> How to complete this task:
Repeat the records below word for word.

> Record excerpts:
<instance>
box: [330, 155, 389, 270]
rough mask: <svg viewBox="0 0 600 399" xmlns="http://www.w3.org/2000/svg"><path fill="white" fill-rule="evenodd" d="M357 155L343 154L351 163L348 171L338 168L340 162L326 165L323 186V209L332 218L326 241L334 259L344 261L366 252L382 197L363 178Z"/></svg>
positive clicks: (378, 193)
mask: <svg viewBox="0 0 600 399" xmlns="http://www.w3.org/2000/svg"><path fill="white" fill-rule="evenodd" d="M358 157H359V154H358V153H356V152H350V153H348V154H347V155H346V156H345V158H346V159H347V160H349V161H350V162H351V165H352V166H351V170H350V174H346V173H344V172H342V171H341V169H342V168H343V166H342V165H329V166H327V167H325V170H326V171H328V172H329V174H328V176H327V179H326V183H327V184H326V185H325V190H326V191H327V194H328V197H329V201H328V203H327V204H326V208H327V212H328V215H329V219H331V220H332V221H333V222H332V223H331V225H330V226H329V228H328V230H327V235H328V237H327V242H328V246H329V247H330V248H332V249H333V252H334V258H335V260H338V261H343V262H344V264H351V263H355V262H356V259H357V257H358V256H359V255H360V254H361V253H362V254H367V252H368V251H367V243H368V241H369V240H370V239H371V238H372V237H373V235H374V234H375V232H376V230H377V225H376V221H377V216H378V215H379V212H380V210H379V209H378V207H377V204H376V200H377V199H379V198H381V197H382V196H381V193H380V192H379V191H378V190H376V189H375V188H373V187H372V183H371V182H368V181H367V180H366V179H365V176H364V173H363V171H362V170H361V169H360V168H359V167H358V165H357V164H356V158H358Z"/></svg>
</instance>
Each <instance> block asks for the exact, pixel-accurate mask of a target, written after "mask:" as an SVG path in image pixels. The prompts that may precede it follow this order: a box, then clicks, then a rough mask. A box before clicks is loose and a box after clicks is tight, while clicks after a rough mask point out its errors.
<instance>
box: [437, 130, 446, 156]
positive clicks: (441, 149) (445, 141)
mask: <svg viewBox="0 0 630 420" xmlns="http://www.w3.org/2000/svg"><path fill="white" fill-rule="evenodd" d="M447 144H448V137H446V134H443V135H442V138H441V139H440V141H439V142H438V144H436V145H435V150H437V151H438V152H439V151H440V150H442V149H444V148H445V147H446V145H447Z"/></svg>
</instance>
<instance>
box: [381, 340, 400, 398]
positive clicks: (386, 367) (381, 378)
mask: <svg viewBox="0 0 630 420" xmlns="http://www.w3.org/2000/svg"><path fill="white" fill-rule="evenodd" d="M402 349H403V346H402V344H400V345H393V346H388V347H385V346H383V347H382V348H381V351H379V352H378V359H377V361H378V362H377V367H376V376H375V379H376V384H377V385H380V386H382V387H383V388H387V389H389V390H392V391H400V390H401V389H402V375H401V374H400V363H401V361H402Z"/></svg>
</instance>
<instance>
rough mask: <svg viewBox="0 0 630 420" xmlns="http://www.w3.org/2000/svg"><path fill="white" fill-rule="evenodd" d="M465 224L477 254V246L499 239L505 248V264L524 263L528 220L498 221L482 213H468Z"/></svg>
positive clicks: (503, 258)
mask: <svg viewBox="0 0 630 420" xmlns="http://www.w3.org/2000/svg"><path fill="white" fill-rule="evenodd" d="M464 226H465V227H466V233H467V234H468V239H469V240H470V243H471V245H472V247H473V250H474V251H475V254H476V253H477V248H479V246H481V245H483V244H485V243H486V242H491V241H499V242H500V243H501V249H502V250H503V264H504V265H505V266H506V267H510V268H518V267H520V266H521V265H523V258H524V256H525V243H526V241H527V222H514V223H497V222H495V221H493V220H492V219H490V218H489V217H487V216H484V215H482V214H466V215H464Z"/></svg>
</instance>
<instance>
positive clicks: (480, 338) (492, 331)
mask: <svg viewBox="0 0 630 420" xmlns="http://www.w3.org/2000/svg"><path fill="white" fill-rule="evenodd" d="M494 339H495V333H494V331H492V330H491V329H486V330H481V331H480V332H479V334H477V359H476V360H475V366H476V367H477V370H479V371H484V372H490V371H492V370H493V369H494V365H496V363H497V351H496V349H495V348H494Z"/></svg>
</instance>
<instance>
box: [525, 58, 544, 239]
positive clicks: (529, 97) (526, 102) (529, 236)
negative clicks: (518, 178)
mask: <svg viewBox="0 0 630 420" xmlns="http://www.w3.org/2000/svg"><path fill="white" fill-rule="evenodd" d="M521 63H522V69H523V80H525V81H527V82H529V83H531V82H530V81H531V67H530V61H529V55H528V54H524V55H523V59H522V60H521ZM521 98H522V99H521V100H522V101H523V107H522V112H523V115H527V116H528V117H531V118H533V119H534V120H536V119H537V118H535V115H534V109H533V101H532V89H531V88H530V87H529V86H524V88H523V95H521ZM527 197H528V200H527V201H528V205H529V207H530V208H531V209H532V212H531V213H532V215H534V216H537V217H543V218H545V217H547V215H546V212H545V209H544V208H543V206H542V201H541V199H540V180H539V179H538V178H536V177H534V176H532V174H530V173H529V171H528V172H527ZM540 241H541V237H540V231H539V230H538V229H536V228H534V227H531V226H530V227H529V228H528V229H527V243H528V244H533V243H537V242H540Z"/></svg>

> Completed task:
<instance>
box: [330, 155, 389, 270]
rough mask: <svg viewBox="0 0 600 399" xmlns="http://www.w3.org/2000/svg"><path fill="white" fill-rule="evenodd" d="M357 155L343 154L351 163L348 171L338 168L340 162L326 165L323 186V209L332 218L326 241L334 259L344 261L366 252L382 197L363 178Z"/></svg>
positive clicks: (378, 193)
mask: <svg viewBox="0 0 600 399" xmlns="http://www.w3.org/2000/svg"><path fill="white" fill-rule="evenodd" d="M358 157H359V154H358V153H356V152H350V153H348V154H347V155H346V156H345V158H346V159H347V160H349V161H350V162H351V165H352V166H351V170H350V174H346V173H344V172H342V171H341V169H342V168H343V166H342V165H329V166H327V167H325V170H326V171H328V172H329V174H328V176H327V179H326V183H327V184H326V185H325V190H326V191H327V194H328V197H329V201H328V203H327V204H326V208H327V212H328V215H329V219H331V220H332V221H333V222H332V223H331V225H330V226H329V228H328V230H327V235H328V237H327V242H328V246H329V247H330V248H332V249H333V252H334V258H335V260H338V261H343V262H344V264H351V263H355V262H356V259H357V257H358V256H359V255H360V254H361V253H362V254H367V252H368V251H367V243H368V241H369V240H370V239H371V238H372V237H373V235H374V234H375V232H376V230H377V225H376V221H377V216H378V215H379V212H380V210H379V209H378V207H377V204H376V200H377V199H379V198H381V197H382V196H381V193H380V192H379V191H378V190H376V189H375V188H373V187H372V183H371V182H368V181H367V180H366V179H365V176H364V173H363V171H362V170H361V169H360V168H359V167H358V165H357V164H356V158H358Z"/></svg>
</instance>
Each <instance> block asks for the exact, pixel-accurate mask of a target, written after "mask:" as an SVG path in image pixels. The prompts that may precede it follow this order: a box, then clicks, then a rough mask. A box before clicks is loose and a box after clicks is tight, while clicks after a rough mask point out its errors.
<instance>
box: [437, 130, 446, 156]
positive clicks: (441, 149) (445, 141)
mask: <svg viewBox="0 0 630 420" xmlns="http://www.w3.org/2000/svg"><path fill="white" fill-rule="evenodd" d="M447 144H448V137H446V134H443V135H442V138H441V139H440V141H439V142H438V144H436V145H435V150H437V151H438V152H439V151H440V150H442V149H444V148H445V147H446V145H447Z"/></svg>
</instance>
<instance>
box: [381, 340, 400, 398]
positive clicks: (386, 367) (381, 378)
mask: <svg viewBox="0 0 630 420" xmlns="http://www.w3.org/2000/svg"><path fill="white" fill-rule="evenodd" d="M402 349H403V346H402V344H400V345H393V346H388V347H385V346H383V347H382V348H381V351H379V352H378V359H377V361H378V362H377V367H376V376H375V379H376V384H377V385H380V386H382V387H383V388H387V389H389V390H392V391H400V390H401V389H402V375H401V374H400V363H401V361H402Z"/></svg>
</instance>
<instance>
rough mask: <svg viewBox="0 0 630 420" xmlns="http://www.w3.org/2000/svg"><path fill="white" fill-rule="evenodd" d="M465 224L477 254V246L499 239L505 248V264L524 263L528 220L498 221L482 213H468Z"/></svg>
positive clicks: (503, 258)
mask: <svg viewBox="0 0 630 420" xmlns="http://www.w3.org/2000/svg"><path fill="white" fill-rule="evenodd" d="M464 226H465V227H466V233H467V234H468V239H469V240H470V243H471V245H472V247H473V250H474V251H475V254H476V253H477V248H479V246H481V245H483V244H485V243H486V242H491V241H499V242H500V243H501V249H502V250H503V264H504V265H505V266H506V267H510V268H518V267H520V266H521V265H523V258H524V256H525V243H526V241H527V222H514V223H497V222H495V221H493V220H492V219H490V218H489V217H487V216H484V215H482V214H466V215H464Z"/></svg>
</instance>
<instance>
positive clicks: (480, 338) (492, 331)
mask: <svg viewBox="0 0 630 420" xmlns="http://www.w3.org/2000/svg"><path fill="white" fill-rule="evenodd" d="M494 339H495V333H494V331H492V330H491V329H486V330H481V331H480V332H479V334H477V359H476V360H475V366H476V367H477V370H479V371H484V372H490V371H492V370H493V369H494V365H496V363H497V351H496V349H495V348H494Z"/></svg>
</instance>
<instance>
box: [525, 58, 544, 239]
positive clicks: (529, 97) (526, 102) (529, 236)
negative clicks: (518, 178)
mask: <svg viewBox="0 0 630 420" xmlns="http://www.w3.org/2000/svg"><path fill="white" fill-rule="evenodd" d="M521 63H522V69H523V80H525V81H527V82H529V83H531V82H530V81H531V67H530V61H529V55H528V54H524V55H523V59H522V60H521ZM521 98H522V99H521V100H522V101H523V107H522V112H523V115H527V116H528V117H531V118H533V119H534V120H536V119H537V118H535V115H534V109H533V101H532V89H531V88H530V87H529V86H524V88H523V95H521ZM527 197H528V200H527V201H528V205H529V207H530V208H531V209H532V212H531V213H532V215H534V216H537V217H543V218H545V217H547V215H546V212H545V209H544V208H543V206H542V201H541V199H540V180H539V179H538V178H536V177H534V176H532V174H530V173H529V171H528V172H527ZM540 241H541V237H540V231H539V230H538V229H536V228H534V227H531V226H530V227H529V228H528V229H527V243H528V244H533V243H537V242H540Z"/></svg>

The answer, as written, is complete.